## WORK REQUIRED
Pick each line that has "horse" out of the records.

## Dataset excerpts
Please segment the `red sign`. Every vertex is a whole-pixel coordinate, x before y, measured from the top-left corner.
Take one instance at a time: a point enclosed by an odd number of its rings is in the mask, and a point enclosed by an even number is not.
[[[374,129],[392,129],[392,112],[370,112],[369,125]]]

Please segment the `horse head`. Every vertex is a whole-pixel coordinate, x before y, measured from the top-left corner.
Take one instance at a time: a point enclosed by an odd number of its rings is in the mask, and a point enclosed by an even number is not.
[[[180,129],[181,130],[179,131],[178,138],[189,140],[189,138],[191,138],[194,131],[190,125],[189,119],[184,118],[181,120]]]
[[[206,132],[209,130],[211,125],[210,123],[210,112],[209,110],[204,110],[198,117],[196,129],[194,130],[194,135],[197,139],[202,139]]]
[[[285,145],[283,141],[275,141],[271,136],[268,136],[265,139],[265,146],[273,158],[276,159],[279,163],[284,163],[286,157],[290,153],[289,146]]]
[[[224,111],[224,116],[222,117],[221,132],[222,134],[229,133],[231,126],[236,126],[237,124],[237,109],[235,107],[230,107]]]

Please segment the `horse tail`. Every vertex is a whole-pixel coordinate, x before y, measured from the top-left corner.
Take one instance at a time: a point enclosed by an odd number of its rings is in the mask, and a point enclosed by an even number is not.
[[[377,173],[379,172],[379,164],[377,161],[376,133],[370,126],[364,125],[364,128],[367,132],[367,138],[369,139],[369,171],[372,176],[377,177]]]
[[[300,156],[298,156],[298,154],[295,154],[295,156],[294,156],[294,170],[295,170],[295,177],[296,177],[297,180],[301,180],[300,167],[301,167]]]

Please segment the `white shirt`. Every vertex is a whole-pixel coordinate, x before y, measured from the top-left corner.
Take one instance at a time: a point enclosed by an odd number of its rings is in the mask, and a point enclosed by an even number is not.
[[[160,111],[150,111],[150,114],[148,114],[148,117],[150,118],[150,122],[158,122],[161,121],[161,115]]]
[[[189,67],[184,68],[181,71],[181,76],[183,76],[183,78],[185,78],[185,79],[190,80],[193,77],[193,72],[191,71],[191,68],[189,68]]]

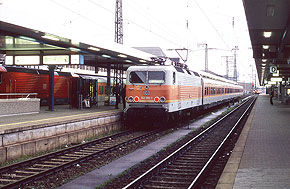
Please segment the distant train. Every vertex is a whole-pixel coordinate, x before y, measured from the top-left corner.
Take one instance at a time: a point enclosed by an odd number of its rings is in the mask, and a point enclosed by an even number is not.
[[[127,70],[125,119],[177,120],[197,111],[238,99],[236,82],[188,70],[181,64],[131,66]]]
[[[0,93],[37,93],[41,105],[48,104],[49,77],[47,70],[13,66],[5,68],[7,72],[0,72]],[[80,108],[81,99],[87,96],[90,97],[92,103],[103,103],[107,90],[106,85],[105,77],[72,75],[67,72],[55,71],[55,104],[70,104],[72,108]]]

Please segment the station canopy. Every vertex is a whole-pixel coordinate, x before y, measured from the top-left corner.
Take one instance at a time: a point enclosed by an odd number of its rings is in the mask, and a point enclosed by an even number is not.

==

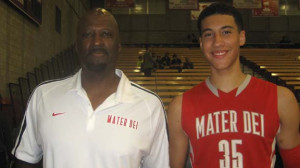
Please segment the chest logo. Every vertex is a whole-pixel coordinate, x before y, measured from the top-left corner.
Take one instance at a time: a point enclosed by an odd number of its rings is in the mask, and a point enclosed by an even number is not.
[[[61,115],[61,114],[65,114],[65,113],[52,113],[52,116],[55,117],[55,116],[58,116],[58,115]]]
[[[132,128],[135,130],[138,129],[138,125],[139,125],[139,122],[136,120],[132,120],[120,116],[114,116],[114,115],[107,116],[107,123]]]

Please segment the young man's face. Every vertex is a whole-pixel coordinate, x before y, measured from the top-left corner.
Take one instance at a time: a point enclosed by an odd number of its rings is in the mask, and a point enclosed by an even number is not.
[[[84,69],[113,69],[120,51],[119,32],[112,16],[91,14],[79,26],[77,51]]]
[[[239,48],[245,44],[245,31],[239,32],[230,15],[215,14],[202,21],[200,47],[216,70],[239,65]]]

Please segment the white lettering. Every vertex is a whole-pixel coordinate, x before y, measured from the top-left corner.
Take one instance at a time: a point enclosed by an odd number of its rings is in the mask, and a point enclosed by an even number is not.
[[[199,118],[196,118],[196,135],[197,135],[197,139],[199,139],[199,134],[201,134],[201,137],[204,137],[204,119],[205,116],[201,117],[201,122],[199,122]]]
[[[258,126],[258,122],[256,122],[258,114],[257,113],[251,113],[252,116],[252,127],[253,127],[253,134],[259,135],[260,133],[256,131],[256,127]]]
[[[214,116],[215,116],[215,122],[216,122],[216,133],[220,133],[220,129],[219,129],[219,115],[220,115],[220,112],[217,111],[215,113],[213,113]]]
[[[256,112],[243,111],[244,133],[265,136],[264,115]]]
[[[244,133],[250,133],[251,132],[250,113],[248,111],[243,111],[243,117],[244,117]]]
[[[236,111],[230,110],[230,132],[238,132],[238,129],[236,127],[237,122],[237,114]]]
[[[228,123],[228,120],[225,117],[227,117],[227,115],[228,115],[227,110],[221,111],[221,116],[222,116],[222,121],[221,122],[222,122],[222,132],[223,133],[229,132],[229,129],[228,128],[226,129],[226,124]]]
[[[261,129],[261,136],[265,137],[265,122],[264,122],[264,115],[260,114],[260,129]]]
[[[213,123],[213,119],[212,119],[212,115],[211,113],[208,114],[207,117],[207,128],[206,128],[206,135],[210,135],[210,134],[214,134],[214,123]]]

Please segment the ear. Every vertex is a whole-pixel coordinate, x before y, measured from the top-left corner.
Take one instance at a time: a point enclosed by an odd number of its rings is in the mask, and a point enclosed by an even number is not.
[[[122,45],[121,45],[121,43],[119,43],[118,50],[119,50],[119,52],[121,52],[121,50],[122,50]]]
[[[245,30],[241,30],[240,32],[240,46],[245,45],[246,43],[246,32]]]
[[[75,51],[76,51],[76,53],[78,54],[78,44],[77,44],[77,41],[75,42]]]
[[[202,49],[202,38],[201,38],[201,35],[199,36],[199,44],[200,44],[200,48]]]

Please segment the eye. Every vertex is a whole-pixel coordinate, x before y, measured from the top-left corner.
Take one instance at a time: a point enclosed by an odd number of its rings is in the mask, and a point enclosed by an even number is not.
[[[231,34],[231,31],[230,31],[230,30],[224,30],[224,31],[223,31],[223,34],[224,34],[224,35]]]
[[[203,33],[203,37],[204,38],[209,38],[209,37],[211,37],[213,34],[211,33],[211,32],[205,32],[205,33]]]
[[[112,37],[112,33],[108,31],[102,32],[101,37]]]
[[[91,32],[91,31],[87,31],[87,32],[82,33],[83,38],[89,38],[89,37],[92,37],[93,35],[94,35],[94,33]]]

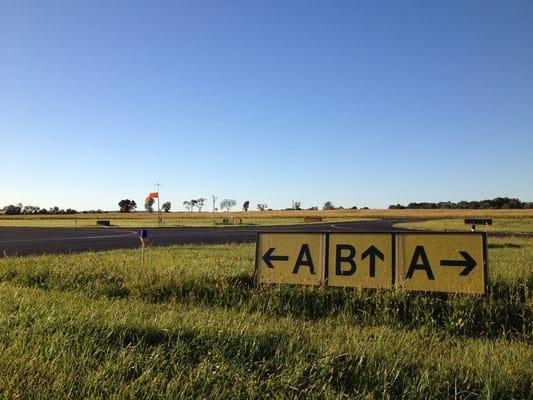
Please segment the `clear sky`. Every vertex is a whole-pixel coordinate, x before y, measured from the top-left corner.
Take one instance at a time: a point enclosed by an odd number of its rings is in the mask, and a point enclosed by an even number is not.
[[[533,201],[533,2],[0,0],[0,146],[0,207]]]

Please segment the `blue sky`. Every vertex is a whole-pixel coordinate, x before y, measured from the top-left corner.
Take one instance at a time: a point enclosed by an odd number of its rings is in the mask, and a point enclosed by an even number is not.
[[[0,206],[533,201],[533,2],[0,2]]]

## YOUR RESPONSE
Please segment the `horse head`. Every vertex is a whole-pixel coordinate, x before y, measured from the top-left corner.
Please segment the `horse tail`. Every vertex is a whole-pixel coordinate, x before y, measured from the top-left corner.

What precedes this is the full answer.